# EXERCISE REQUIREMENTS
a. Output the passage from the profile of Dr Julio Frenk, everything from "Dr Julio Frenk. Special" down to "health systems challenges.", copied word for word.
b. Write the next part of the profile of Dr Julio Frenk, picking up right after its final sentence.

# TEXT FOR ANALYSIS

Dr Julio Frenk. Special profile:
Dean of Harvard's School of Public Health

Dr Julio Frenk leads a panel at the Special Forum on Health

Dr Julio Frenk. Photo credit: WHO
Dr Julio Frenk. Photo credit: WHO

15 June 2009 | New York - Dr Julio Frenk, Mexico's former Minister of Health and newest Dean of Harvard School of Public Health (HSPH) is one of the world's leaders in health systems reform. On June 15, Dr Frenk led a panel at the special Forum on Health called by the United Nations Secretary-General: Advancing Global Health in the Face of Crisis. As moderator of the panel, "Building resilient health systems: strengthening delivery from global to local", Dr Frenk brought together high-level discussants from ministries of health in developing and G8 countries and from the multilateral organizations and foundations to help define global solutions for global health systems challenges.

Excerpt from the Harvard Public School review article on Dr Julio Frenk

The Harvard Public Health Review has recently profiled their newest Dean, Dr Frenk, exploring the global health leader, his dedication to public health, evidence and research, prevention and health systems. In it, Dr Frenk touches on the centrality of maternal and child health for building a healthy society, economic development, health and recovery. Below, we highlight some of this article, re-printed with permission from the Harvard Public Health Review.

# DATA EXCERPTS
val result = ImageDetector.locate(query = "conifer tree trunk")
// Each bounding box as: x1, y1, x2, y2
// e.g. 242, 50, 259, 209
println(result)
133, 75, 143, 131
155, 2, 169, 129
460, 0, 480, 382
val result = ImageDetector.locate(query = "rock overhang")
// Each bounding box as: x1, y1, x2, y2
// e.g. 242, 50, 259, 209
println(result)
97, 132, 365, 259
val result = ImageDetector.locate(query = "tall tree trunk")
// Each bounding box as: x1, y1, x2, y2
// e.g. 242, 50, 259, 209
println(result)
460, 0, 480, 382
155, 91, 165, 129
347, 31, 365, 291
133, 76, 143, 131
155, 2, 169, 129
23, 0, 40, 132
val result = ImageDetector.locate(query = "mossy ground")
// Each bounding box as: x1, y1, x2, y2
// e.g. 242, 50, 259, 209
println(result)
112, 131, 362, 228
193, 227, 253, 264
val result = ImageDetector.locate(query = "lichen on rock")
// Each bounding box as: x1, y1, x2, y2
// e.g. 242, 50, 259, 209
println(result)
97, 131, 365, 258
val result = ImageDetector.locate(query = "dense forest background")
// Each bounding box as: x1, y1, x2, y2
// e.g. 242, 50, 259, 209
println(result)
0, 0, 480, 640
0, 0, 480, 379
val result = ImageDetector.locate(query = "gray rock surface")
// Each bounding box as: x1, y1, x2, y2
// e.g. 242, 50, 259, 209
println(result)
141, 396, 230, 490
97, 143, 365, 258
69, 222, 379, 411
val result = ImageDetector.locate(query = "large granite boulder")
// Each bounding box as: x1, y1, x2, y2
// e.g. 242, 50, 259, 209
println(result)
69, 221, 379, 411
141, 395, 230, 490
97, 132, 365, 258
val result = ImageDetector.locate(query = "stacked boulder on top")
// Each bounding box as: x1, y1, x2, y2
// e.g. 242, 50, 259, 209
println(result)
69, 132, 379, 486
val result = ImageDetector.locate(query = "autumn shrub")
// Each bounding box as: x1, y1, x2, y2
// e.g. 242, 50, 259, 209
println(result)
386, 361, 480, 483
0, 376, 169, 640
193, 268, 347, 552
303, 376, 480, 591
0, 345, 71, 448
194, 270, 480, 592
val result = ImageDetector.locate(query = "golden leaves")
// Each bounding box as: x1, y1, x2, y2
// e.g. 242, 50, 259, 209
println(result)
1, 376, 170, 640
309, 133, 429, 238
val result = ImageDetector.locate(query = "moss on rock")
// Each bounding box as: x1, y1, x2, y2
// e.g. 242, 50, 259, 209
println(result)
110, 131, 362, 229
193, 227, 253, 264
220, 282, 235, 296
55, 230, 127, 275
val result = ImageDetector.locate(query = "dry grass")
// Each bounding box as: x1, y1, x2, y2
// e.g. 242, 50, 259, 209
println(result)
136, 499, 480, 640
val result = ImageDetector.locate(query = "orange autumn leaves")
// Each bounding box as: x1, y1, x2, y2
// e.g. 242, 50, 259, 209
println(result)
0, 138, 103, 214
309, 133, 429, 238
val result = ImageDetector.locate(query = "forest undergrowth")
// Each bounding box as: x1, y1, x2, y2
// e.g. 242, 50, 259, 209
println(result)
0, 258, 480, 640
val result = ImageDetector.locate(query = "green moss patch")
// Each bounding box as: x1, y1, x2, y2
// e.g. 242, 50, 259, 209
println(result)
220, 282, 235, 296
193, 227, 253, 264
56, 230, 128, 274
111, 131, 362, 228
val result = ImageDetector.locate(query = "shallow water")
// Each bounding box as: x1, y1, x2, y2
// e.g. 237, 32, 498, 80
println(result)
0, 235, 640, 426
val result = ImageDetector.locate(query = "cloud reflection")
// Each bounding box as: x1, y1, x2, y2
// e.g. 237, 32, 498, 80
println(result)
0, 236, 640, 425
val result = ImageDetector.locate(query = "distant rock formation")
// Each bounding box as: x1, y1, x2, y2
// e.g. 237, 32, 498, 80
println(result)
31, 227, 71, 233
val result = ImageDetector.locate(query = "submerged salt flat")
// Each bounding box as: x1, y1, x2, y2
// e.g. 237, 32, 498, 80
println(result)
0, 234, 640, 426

# EXERCISE ANSWERS
a.
Dr Julio Frenk. Special profile:
Dean of Harvard's School of Public Health

Dr Julio Frenk leads a panel at the Special Forum on Health

Dr Julio Frenk. Photo credit: WHO
Dr Julio Frenk. Photo credit: WHO

15 June 2009 | New York - Dr Julio Frenk, Mexico's former Minister of Health and newest Dean of Harvard School of Public Health (HSPH) is one of the world's leaders in health systems reform. On June 15, Dr Frenk led a panel at the special Forum on Health called by the United Nations Secretary-General: Advancing Global Health in the Face of Crisis. As moderator of the panel, "Building resilient health systems: strengthening delivery from global to local", Dr Frenk brought together high-level discussants from ministries of health in developing and G8 countries and from the multilateral organizations and foundations to help define global solutions for global health systems challenges.

b.
"Question: How can the global health community address the (greatest public health) challenges?

"Answer: For evidence of this we have only to look at our global economic crisis. Look too at pandemics: If there is an outbreak in another part of the world, it will eventually affect us. Moreover, when we see 10 million children die of unnecessary causes in poor countries, it presents an ethical dilemma for all of us who are privileged to live in the United States. These children are not dying from rare diseases; we have the tools to prevent the death of a child.

"Apart from these humanitarian considerations, our world neighbors need to have healthy children and healthy adults to be able to grow economically. All of this in turn benefits the U.S. economy. Finally, in those countries where children die early and mothers die in the act of giving life, injustice breeds. This injustice can lead to unrest. We must all recognize that we cannot aspire to have a secure world if we do not combat the root causes of insecurity, the most dramatic of which are unnecessary illness, suffering, and death.

"You don’t get out of an economic crisis without healthy people. Healthy adults drive the economy; healthy children represent the human capital of a nation. Spending on health is a great way to create high-value-added jobs, particularly in the health sector, which is of particular importance in addressing the health worker crisis in Sub-Saharan Africa. That said, there are better and worse ways of spending. It is important to achieve not only more money for health, but also more health for the money. If you can show that you can make a health system that actually works, this will have a multiplying effect."

Q: Some shake their heads, insisting that the problems public health addresses are overwhelming and unsolvable. What would you say to them?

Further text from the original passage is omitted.